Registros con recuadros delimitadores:
────────────────────────────────────────

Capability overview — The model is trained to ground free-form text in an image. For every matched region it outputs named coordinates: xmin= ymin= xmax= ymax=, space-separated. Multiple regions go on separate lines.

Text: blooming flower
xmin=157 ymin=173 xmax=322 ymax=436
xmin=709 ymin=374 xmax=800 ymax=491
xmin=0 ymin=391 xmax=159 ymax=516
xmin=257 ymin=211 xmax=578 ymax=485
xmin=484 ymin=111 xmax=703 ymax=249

────────────────────────────────────────

Qué hacer:
Pasa todas las líneas del listado a una tabla en Markdown con dos columnas, «Número» y «Línea del listado». Pon una fila por línea y deja fuera las líneas en blanco.

Solución escrita:
| Número | Línea del listado |
|---|---|
| 1 | Capability overview — The model is trained to ground free-form text in an image. For every matched region it outputs named coordinates: xmin= ymin= xmax= ymax=, space-separated. Multiple regions go on separate lines. |
| 2 | Text: blooming flower |
| 3 | xmin=157 ymin=173 xmax=322 ymax=436 |
| 4 | xmin=709 ymin=374 xmax=800 ymax=491 |
| 5 | xmin=0 ymin=391 xmax=159 ymax=516 |
| 6 | xmin=257 ymin=211 xmax=578 ymax=485 |
| 7 | xmin=484 ymin=111 xmax=703 ymax=249 |